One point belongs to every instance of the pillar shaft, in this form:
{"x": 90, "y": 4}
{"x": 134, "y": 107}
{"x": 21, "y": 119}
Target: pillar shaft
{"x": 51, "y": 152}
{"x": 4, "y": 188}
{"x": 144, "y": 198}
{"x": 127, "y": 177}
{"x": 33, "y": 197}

□ □ □ □ □

- [AIM] Please update the lines above so that "pillar shaft" becomes "column shaft" throughout, keeping everything else the same.

- [OUTPUT FOR THIS TASK]
One point belongs to every instance of the column shaft, in this form:
{"x": 90, "y": 4}
{"x": 134, "y": 107}
{"x": 21, "y": 119}
Target: column shaft
{"x": 51, "y": 152}
{"x": 4, "y": 188}
{"x": 144, "y": 198}
{"x": 127, "y": 177}
{"x": 33, "y": 197}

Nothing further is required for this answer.